Selected passage:

______________________________

At May 31, 2015, we had $57,465 in cash, $1,627,387 in liabilities, and an accumulated deficit of $10,049,939. Our primary source of liquidity has been from loans from a majority shareholder(s) and loans from outside parties.  As of May 31, 2015, the Company owed $1,545,293 in notes and accrued interest.

  

15
 

Net cash used in operating activities was $391,045 during the quarter ended May 31, 2015.  

 

Cash used in investing activities was $0 during the quarter ended May 31, 2015.

 

Cash provided by financing activities was $433,217 during the quarter ended May 31, 2015.  

 

Our expenses to date are largely due to professional fees that include accounting and legal fees.

Net Loss

 

We incurred a net loss of $1,028,726 and $1,897,131 for the three months ended May 31, 2015 and 2014, respectively.  From inception, we have an accumulated net loss of $10,049,939.  Our basic and diluted loss per share was $(0.01) and $(0.03) for the three months ended May 31, 2015 and 2014, respectively.

 

Operating and Administration Expenses

 

Operating expenses decreased by $1,803,289 from $2,319,369 for the three months ended May 31, 2014 to $516,080 for the three months ended May 31, 2015.  The decrease is mainly attributable to lower stock compensation expense.

 

Operating expenses for the three months ended May 31, 2015 primarily consisted of office administration, professional and regulatory compliance, investor relations and interest expense.

 

Other Expenses 

Other expenses increased by $415,006 from $114,297 in the three months ended May 31, 2014, to $529,303 in the three months ended May 31, 2015, primarily as a result of interest expense from amortization of debt discounts and derivative related costs.

 

Common and Preferred Stock

We are authorized by our Amended and Restated Articles of Incorporation and our Additional Articles of Incorporation to issue an aggregate of 1,001,000,000 shares of capital stock, of which 900,000,000 are shares of common stock, par value $0.00001 per share and 101,000,000 are shares of preferred stock, par value $0.00001 per share.

 

As of May 31, 2015, 290,043,282 shares of Common Stock were issued and outstanding and there were 79 shareholders of our Common Stock. Also at May 31, 2015, there were 1,000,000 Series A – Super Voting Control shares outstanding and 20,000,000 Series B shares of Preferred Stock issued and outstanding.

 

ITEM 3. Quantitative and Qualitative Disclosures about Market Risk

 

Not Applicable.

 

ITEM 4. Controls and Procedures

 

Evaluation of Disclosure Controls and Procedures

For purposes of this Item 4., the term disclosure controls and procedures means controls and other procedures of the Company (i) that are designed to ensure that information required to be disclosed by the Company in the reports that it files or submits under the Securities Exchange Act of 1934, as amended (15 U.S.C. 78a  et seq. and hereinafter the “Exchange Act”) is recorded, processed, summarized and reported, within the time periods specified in the rules and forms of the Securities and Exchange Commission (the “Commission”), and (ii)  include, without limitation, controls and procedures designed to ensure that information required to be disclosed by the Company in the reports that it files or submits under the Exchange Act is accumulated and communicated to the Company's management, including its principal executive and principal financial officers, or persons performing similar functions, as appropriate to allow timely decisions regarding required disclosure. Our disclosure controls and procedures do not comply with the requirements in (i) and (ii) above and are not effective.

______________________________

Records to use:
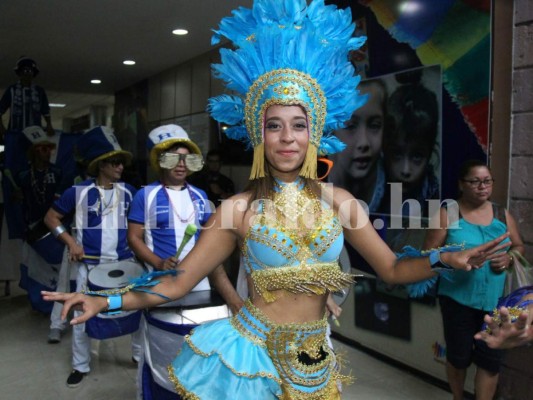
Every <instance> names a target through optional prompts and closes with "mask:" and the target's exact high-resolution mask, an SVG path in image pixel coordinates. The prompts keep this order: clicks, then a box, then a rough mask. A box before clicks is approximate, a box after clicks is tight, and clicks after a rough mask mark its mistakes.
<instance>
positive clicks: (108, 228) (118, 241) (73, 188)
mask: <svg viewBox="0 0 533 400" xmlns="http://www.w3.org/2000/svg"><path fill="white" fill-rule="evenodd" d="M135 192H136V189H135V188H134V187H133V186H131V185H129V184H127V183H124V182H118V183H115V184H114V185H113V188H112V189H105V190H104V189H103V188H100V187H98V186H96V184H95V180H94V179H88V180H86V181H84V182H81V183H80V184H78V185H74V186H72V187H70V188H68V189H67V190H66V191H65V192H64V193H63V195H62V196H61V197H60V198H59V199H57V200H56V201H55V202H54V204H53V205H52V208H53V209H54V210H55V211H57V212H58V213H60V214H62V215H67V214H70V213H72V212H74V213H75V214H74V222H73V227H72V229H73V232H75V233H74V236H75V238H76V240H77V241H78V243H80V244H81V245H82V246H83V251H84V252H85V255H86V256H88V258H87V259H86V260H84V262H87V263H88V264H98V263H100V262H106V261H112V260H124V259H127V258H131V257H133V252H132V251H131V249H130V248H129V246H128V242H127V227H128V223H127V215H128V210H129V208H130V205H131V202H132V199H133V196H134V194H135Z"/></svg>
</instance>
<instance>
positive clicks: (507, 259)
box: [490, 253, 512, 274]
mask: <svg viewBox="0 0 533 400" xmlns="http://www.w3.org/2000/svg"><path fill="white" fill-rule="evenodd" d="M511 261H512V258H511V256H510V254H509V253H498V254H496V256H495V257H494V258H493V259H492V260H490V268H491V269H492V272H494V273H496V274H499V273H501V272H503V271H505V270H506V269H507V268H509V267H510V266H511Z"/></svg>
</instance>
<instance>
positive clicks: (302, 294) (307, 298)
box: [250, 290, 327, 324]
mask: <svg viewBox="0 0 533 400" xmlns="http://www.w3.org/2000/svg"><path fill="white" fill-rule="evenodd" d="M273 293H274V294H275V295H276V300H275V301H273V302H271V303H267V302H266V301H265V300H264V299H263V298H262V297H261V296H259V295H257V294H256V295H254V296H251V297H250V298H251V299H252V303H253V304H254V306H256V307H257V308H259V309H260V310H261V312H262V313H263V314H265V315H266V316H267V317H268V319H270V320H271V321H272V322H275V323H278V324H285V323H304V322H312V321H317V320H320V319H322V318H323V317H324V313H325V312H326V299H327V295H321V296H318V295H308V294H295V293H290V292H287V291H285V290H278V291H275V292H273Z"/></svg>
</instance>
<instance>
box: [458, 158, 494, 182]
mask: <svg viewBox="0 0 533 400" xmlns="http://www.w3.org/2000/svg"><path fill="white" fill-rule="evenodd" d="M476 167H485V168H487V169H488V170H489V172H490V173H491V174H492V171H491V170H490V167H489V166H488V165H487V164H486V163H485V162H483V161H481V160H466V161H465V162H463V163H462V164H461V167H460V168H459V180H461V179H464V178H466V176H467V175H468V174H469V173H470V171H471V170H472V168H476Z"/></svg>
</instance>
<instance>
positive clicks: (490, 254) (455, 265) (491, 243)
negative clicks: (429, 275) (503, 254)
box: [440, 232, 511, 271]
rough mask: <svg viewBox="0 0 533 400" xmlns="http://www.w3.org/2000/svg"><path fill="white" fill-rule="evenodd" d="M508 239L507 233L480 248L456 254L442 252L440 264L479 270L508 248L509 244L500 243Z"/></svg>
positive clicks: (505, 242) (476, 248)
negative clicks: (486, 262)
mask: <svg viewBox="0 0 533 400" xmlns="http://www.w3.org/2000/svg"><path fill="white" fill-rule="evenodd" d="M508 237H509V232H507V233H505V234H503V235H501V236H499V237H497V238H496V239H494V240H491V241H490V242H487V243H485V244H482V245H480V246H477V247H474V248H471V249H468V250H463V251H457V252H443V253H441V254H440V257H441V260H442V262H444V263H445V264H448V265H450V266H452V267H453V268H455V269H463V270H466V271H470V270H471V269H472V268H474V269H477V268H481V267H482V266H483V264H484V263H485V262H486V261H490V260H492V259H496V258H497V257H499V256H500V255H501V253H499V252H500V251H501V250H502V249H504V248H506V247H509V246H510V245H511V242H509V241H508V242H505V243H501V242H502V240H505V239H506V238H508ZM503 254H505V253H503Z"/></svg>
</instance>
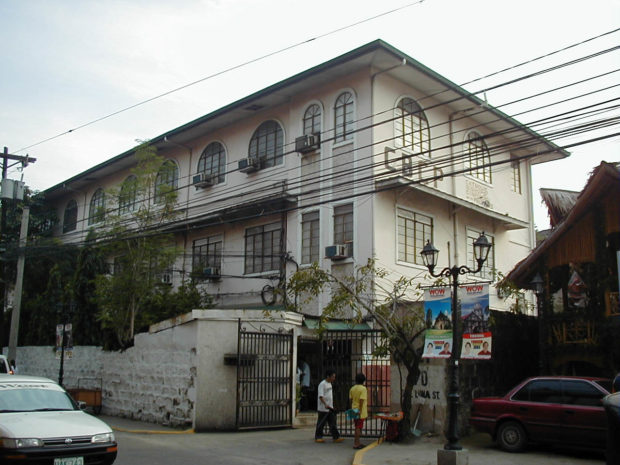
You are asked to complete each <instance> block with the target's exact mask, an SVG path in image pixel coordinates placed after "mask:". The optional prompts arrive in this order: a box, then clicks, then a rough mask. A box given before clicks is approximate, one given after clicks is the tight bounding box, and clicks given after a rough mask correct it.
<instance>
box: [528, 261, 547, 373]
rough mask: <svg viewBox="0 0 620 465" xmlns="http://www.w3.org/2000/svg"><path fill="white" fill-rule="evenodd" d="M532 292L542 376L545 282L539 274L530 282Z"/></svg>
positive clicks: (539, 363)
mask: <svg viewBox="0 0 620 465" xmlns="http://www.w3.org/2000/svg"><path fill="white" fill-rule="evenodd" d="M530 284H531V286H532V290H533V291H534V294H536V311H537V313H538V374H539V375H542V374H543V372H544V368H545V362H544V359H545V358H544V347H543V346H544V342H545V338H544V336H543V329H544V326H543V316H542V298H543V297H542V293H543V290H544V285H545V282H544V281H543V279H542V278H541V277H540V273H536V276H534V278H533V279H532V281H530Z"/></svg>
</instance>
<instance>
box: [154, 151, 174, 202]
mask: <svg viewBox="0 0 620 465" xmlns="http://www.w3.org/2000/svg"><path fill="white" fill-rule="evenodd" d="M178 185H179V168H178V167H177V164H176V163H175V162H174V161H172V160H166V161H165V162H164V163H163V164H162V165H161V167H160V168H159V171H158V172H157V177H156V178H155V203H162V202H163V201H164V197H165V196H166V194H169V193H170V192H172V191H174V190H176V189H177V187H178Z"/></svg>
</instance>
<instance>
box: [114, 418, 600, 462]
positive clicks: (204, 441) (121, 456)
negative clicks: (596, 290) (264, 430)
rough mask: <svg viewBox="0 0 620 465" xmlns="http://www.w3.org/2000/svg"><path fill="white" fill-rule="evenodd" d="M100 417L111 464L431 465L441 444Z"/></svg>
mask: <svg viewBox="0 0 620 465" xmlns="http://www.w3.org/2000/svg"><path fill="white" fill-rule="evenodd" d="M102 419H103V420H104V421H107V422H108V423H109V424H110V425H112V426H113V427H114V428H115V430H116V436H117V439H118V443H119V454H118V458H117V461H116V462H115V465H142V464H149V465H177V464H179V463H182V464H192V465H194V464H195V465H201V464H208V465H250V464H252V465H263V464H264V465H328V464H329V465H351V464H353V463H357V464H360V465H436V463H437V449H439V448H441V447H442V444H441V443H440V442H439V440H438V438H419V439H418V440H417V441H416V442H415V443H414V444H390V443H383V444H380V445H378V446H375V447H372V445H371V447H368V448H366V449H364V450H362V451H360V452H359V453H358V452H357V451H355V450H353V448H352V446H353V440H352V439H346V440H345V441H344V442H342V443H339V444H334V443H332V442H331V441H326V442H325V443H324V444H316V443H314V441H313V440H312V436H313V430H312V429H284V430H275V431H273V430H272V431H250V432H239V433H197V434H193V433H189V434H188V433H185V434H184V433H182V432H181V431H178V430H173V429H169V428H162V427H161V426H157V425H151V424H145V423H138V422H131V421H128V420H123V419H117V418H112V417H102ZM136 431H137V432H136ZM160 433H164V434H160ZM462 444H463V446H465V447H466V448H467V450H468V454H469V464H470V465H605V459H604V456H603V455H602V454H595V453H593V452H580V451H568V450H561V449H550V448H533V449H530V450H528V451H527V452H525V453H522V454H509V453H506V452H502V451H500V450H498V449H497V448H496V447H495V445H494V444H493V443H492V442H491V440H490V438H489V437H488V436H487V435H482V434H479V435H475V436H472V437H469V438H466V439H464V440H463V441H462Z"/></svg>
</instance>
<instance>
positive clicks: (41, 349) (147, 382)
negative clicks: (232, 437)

______________________________

Required action A:
Print the part of the financial report starting at "Operating expenses for" and ending at "and interest expense.", word for word.
Required action B:
Pull out every line of the rows that contains the string "positive", matching case.
The financial report and the rows are unrelated material.

Result A:
Operating expenses for the three months ended May 31, 2015 primarily consisted of office administration, professional and regulatory compliance, investor relations and interest expense.

Result B:
positive clicks: (108, 228) (118, 241) (73, 188)
positive clicks: (507, 259)
positive clicks: (302, 294) (307, 298)
positive clicks: (490, 254) (455, 265) (491, 243)
positive clicks: (505, 242) (476, 248)
positive clicks: (539, 363)
positive clicks: (204, 441) (121, 456)
positive clicks: (41, 349) (147, 382)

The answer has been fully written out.